**Aufgaben**
1. Prüfe, ob die folgenden Aussagen (a), (b) und (c) mit dem Text zur Zuwanderung übereinstimmen, und belege jede Antwort mit Ja oder Nein sowie den entscheidenden Worten des Textes als wörtlichem Zitat. (a) Volkswirtschaftlich besteht ein fest bestimmter Bedarf an Migranten. (b) Ohne Wanderungseffekte sinkt das Erwerbspersonenpotenzial in Deutschland bis 2050 um rund 16 Millionen Menschen. (c) Zuwanderung lässt die Löhne langfristig deutlich steigen.
2. Filtere aus den Zeilen jede heraus, die die Zeichenfolge "mouth" enthält, und gib sie unverändert wieder.

**Textauszug**
Herr Brücker, das Thema Zuwanderung beherrscht die politische Debatte. Klar ist: Deutschland braucht sie. Wie hoch ist der Bedarf tatsächlich?
Volkswirtschaftlich gibt es keinen festgelegten Bedarf an Migranten. Alle Märkte, vor allem die Kapitalmärkte, passen sich zumindest langfristig an Veränderungen des Arbeitsangebots an. Das heißt: Löhne und Arbeitslosigkeit bleiben weitgehend unverändert. Aber: Migration hat durch den demografischen Wandel erheblichen Einfluss auf den Sozialstaat. Wir rechnen damit, dass ohne Wanderungseffekte das Erwerbspersonenpotenzial in Deutschland bis zum Jahr 2050 um 40 Prozent beziehungsweise rund 16 Millionen Menschen sinkt. Dann müssten sehr viel weniger Erwerbstätige immer mehr Rentner finanzieren. Um den Sozialstaat, so wie wir ihn kennen, aufrecht zu erhalten, brauchen wir deshalb Zuwanderung. Auch um die Verteilungskonflikte zu begrenzen.

Datensätze zur Punktmarkierung:
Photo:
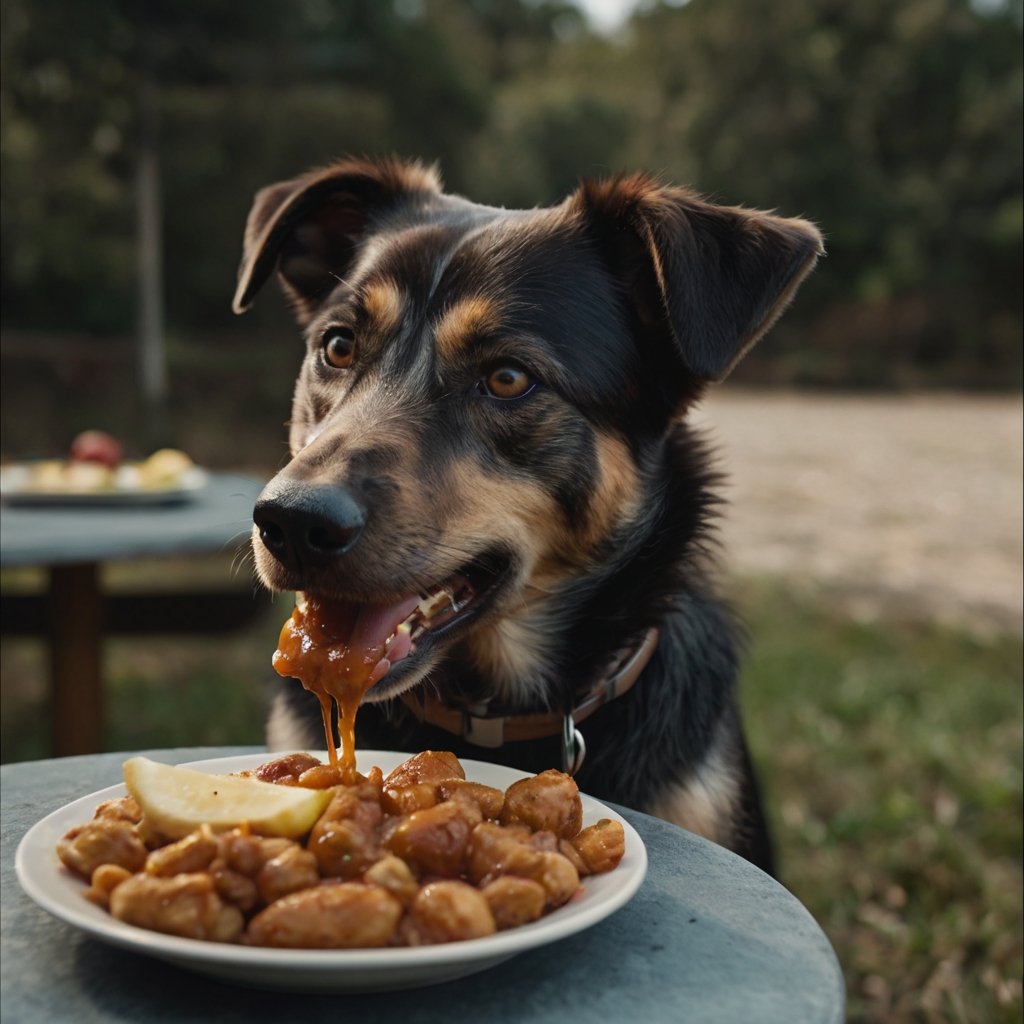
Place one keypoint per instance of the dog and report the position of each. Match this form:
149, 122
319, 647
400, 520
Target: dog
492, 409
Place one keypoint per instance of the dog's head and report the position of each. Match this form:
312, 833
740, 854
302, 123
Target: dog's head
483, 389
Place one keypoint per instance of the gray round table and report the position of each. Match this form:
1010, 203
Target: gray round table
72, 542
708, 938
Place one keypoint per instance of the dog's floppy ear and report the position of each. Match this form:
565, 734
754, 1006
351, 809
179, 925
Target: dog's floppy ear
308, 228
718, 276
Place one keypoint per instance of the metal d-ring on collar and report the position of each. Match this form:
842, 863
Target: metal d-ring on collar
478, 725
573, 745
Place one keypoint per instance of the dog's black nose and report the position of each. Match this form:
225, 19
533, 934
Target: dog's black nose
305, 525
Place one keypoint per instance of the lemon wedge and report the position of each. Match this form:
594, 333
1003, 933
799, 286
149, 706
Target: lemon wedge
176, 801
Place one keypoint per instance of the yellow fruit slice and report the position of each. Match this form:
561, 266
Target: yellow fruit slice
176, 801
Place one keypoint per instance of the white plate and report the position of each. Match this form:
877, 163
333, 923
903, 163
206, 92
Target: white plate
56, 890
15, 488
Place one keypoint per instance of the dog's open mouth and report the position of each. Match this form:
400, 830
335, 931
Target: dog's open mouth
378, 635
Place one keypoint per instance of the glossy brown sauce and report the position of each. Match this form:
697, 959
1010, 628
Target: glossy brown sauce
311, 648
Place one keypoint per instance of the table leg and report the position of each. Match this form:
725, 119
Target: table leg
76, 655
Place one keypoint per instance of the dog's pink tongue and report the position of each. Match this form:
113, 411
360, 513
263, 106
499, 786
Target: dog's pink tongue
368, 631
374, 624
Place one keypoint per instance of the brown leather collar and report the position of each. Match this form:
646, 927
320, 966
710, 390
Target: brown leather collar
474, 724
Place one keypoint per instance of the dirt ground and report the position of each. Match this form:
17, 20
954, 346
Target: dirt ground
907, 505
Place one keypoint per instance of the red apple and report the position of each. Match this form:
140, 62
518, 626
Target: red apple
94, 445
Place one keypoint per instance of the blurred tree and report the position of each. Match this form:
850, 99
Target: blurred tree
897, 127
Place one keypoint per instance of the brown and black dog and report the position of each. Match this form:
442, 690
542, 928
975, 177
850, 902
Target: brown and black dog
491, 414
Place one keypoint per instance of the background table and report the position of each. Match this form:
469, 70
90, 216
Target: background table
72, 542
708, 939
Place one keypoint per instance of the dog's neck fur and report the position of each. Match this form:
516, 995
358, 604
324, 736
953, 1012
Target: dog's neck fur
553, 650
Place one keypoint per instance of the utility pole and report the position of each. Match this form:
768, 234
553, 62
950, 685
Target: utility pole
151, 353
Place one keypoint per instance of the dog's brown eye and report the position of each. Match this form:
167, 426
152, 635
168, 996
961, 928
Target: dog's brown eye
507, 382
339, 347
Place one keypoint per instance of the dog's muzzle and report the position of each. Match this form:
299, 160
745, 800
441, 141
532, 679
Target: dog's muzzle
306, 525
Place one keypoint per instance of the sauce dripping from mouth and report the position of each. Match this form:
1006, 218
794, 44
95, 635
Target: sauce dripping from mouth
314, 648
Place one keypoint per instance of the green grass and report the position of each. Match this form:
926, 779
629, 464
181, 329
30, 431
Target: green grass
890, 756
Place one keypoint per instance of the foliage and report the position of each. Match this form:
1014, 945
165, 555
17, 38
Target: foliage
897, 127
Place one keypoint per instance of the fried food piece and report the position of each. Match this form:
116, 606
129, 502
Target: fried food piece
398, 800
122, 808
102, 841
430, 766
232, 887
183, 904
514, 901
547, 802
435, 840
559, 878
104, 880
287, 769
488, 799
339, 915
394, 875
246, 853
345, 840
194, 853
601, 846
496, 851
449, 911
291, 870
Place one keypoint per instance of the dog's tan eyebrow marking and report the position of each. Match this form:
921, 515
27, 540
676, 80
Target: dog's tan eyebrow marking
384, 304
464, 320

**Lösungen**
1.
(a) Nein: „Volkswirtschaftlich gibt es keinen festgelegten Bedarf an Migranten.“
(b) Ja: „bis zum Jahr 2050 um 40 Prozent beziehungsweise rund 16 Millionen Menschen sinkt“
(c) Nein: „Löhne und Arbeitslosigkeit bleiben weitgehend unverändert.“

2.
Place one keypoint per instance of the dog's open mouth and report the position of each. Match this form:
Target: dog's open mouth
Place one keypoint per instance of the sauce dripping from mouth and report the position of each. Match this form:
Target: sauce dripping from mouth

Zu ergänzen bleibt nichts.